◆ TASKS AND EXERCISES
1 – Write out everything in the passage on Hiranyakashipu from "Hiranyakashipu, once powerful" down to "Vishnu is omnipresent.".
2 – Answer these from the passage on Hiranyakashipu:
(a) In which avatara did Vishnu kill Hiranyaksha?
(b) Who offered Hiranyakashipu a boon after his penance?
(c) What was the name of Hiranyakashipu's son?

** BEGIN EXTRACT PROVIDED **

The Bhagavata Purana says that Vishnu, in his previous avatara as Varaha, killed the evil demon Hiranyaksha. The elder brother of Hiranyaksha, demon king Hiranyakashipu, hated Vishnu and wanted revenge.[30] He undertook many years of austere penance to gain special powers. Thereafter, Brahma offered Hiranyakashipu a boon. Hiranyakashipu asked, "Grant me that I not die within any residence or outside any residence, during the daytime or at nighttime, nor in the ground or in the sky. Grant me that my death not be brought about by any weapons or hands, nor by any human or animal. Grant me that I not meet death from any entity, living or nonliving created by you. Grant me, further, that I not be killed by any deity or demon or by any other organisms and divinities." Brahma granted him the boon, and Hiranyakashipu gained these powers.[5]

Hiranyakashipu, once powerful and invincible with the new boon, began to persecute those who were devotees of Vishnu. Hiranyakashipu had a son, Prahlada, who disagreed and rebelled against his father. Prahlada became a devotee of Vishnu. This angered Hiranyakashipu, who tried to kill the boy but with each attempt, Prahlada was protected by Vishnu's mystical power. When asked, Prahlada refused to acknowledge his father as the supreme lord of the universe and said that Vishnu is omnipresent.

** END EXTRACT PROVIDED **
** BEGIN LISTING **

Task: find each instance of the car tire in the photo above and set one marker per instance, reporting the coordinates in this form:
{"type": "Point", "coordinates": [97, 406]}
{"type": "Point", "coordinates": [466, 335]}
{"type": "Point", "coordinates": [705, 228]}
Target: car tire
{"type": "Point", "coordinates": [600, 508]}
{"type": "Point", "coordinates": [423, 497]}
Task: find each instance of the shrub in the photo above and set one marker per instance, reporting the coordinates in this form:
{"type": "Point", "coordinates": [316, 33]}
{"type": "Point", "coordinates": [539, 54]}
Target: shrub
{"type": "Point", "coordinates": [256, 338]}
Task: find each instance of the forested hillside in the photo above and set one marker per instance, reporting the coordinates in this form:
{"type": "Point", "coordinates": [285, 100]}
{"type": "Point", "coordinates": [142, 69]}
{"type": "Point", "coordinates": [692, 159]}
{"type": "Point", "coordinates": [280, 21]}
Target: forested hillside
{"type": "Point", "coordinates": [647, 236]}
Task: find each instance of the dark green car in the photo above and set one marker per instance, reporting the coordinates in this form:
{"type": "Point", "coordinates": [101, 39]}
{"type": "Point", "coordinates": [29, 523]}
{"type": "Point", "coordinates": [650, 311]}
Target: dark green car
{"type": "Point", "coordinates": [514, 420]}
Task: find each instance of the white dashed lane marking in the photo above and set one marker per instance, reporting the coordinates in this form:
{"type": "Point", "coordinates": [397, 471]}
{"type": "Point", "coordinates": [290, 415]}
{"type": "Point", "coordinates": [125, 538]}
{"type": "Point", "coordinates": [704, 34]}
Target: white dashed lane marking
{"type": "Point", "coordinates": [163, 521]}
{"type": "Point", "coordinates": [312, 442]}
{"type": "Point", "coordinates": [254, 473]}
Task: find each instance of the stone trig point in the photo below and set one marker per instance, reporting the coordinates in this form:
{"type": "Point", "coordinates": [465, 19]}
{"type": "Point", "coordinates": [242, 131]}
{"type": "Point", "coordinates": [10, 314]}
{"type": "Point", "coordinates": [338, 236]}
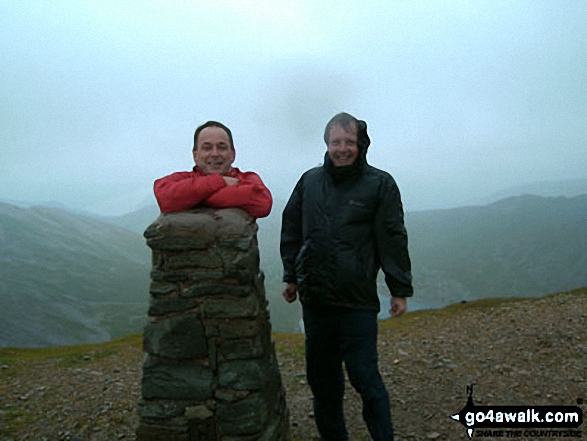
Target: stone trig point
{"type": "Point", "coordinates": [209, 371]}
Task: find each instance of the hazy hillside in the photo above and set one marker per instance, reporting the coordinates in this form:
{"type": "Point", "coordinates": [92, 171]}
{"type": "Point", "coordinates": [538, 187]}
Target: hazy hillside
{"type": "Point", "coordinates": [67, 278]}
{"type": "Point", "coordinates": [519, 246]}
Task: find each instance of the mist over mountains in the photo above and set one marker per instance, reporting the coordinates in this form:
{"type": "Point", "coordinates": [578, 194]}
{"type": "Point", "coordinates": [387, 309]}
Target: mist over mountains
{"type": "Point", "coordinates": [69, 278]}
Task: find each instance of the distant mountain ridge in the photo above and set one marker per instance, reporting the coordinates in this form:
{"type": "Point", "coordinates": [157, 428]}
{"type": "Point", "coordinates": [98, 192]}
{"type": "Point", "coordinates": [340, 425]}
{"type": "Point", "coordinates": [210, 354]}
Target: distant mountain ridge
{"type": "Point", "coordinates": [519, 246]}
{"type": "Point", "coordinates": [67, 278]}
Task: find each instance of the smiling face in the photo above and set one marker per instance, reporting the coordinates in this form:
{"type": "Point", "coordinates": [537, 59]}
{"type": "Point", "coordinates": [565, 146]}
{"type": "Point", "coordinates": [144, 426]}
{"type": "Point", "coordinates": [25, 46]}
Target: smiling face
{"type": "Point", "coordinates": [342, 145]}
{"type": "Point", "coordinates": [213, 153]}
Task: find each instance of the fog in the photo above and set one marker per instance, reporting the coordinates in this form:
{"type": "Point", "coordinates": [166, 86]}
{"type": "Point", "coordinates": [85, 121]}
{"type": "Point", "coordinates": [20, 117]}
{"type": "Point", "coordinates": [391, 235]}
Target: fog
{"type": "Point", "coordinates": [462, 98]}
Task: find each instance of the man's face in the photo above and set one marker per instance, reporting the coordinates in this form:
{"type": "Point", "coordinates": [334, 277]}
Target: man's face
{"type": "Point", "coordinates": [213, 154]}
{"type": "Point", "coordinates": [342, 145]}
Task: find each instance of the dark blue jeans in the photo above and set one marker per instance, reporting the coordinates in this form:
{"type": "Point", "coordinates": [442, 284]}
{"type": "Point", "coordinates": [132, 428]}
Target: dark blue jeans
{"type": "Point", "coordinates": [335, 335]}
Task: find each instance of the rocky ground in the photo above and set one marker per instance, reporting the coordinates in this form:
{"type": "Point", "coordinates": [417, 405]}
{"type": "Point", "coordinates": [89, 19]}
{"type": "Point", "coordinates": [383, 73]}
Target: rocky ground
{"type": "Point", "coordinates": [525, 352]}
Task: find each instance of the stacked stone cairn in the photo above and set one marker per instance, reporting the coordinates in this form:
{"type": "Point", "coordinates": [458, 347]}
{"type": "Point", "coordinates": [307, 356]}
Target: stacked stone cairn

** END LISTING **

◆ SOLUTION LIST
1 –
Hiranyakashipu, once powerful and invincible with the new boon, began to persecute those who were devotees of Vishnu. Hiranyakashipu had a son, Prahlada, who disagreed and rebelled against his father. Prahlada became a devotee of Vishnu. This angered Hiranyakashipu, who tried to kill the boy but with each attempt, Prahlada was protected by Vishnu's mystical power. When asked, Prahlada refused to acknowledge his father as the supreme lord of the universe and said that Vishnu is omnipresent.

2 –
(a) Varaha
(b) Brahma
(c) Prahlada